These tiny superheroes have inspired humans to develop better ways of controlling sound in our own homes, buildings, cars, and airplanes. By understanding exactly how moth wings work, we might be able to build thinner, lighter materials to absorb sound, helping to create quieter, more pleasant environments for us all.
As for staying safe from grizzly bears…unfortunately, no amount of hair or scales can protect moths against these giants. Perhaps one day, a cloud of scales might get up a bear’s nose, making him sneeze out his snack and letting our mighty moth live another day. Good luck little moths!
Glossary
Echolocation: ↑ Some animals emit sounds and then listen for the returning echoes which help them paint an acoustic image of the world even in complete darkness. A bat’s super-power.
Acoustic: ↑ Anything to do with sound.
Porous Absorber: ↑ A material that has many interconnected holes and cavities (like a sponge) in which sound enters and then is absorbed.

------------

Job 1 — Reproduce the moth excerpt word for word, from "These tiny superheroes" to "do with sound.".
Job 2 — In the moth excerpt's glossary, how is a porous absorber defined?
Job 3 —
Decide whether each statement agrees with the moth excerpt. Answer yes or no, and quote the deciding words.
(a) Echolocation is described as a bat's super-power.
(b) Moth scales can protect moths against grizzly bears.
(c) Understanding moth wings might help in building thicker, heavier materials to absorb sound.

Recorded data —
------------

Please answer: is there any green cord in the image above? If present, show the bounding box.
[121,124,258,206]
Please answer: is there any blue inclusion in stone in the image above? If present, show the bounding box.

------------

Complete output 1 —
These tiny superheroes have inspired humans to develop better ways of controlling sound in our own homes, buildings, cars, and airplanes. By understanding exactly how moth wings work, we might be able to build thinner, lighter materials to absorb sound, helping to create quieter, more pleasant environments for us all.
As for staying safe from grizzly bears…unfortunately, no amount of hair or scales can protect moths against these giants. Perhaps one day, a cloud of scales might get up a bear’s nose, making him sneeze out his snack and letting our mighty moth live another day. Good luck little moths!
Glossary
Echolocation: ↑ Some animals emit sounds and then listen for the returning echoes which help them paint an acoustic image of the world even in complete darkness. A bat’s super-power.
Acoustic: ↑ Anything to do with sound.

Complete output 2 — It is a material with many interconnected holes and cavities, like a sponge, in which sound enters and is then absorbed.

Complete output 3 —
(a) Yes: "A bat’s super-power."
(b) No: "no amount of hair or scales can protect moths against these giants."
(c) No: "we might be able to build thinner, lighter materials to absorb sound."